EXERCISE DIRECTIONS: Pull out every line in the listing that contains the word "each", matching case exactly.

[Segmentation annotation records]
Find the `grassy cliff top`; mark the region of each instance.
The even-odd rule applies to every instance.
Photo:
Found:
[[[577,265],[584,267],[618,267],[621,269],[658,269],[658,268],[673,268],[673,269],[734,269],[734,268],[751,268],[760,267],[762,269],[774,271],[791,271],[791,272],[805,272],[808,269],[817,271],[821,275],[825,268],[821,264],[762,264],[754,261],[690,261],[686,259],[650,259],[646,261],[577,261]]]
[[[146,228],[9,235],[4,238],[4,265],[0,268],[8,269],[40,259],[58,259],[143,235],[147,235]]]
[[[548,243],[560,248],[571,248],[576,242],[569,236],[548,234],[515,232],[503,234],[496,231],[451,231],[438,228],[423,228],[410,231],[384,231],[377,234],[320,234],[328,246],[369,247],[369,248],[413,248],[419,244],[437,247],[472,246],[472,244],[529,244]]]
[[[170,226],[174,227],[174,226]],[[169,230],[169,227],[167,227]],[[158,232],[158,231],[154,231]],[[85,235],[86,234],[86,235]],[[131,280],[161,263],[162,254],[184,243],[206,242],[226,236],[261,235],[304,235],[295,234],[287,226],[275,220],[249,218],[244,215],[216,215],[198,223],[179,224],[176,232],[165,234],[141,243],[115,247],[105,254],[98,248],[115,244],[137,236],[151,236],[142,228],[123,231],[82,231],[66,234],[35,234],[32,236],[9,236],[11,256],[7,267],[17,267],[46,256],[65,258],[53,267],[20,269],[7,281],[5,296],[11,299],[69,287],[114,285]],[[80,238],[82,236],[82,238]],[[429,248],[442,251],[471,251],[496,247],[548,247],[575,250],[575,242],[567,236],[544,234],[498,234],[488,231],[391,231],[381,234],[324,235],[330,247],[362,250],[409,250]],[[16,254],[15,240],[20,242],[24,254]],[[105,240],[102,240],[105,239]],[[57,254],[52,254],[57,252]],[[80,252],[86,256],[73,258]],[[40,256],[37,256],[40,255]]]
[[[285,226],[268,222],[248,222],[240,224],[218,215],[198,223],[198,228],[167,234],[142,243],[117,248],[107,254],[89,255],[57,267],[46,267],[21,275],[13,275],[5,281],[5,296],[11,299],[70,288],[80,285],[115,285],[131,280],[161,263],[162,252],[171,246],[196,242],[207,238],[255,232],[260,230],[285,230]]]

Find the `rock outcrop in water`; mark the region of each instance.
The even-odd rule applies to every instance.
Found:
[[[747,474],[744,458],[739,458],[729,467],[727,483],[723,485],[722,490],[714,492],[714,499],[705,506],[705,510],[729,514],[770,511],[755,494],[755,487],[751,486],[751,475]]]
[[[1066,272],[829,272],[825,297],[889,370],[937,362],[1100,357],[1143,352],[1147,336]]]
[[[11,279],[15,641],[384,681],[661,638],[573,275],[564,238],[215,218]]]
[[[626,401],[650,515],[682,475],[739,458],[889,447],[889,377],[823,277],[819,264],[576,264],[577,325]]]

FINAL RESULT:
Find the `grassy cliff top`; mark the region of each instance.
Find the `rock outcrop in water`; mark the region of each instance.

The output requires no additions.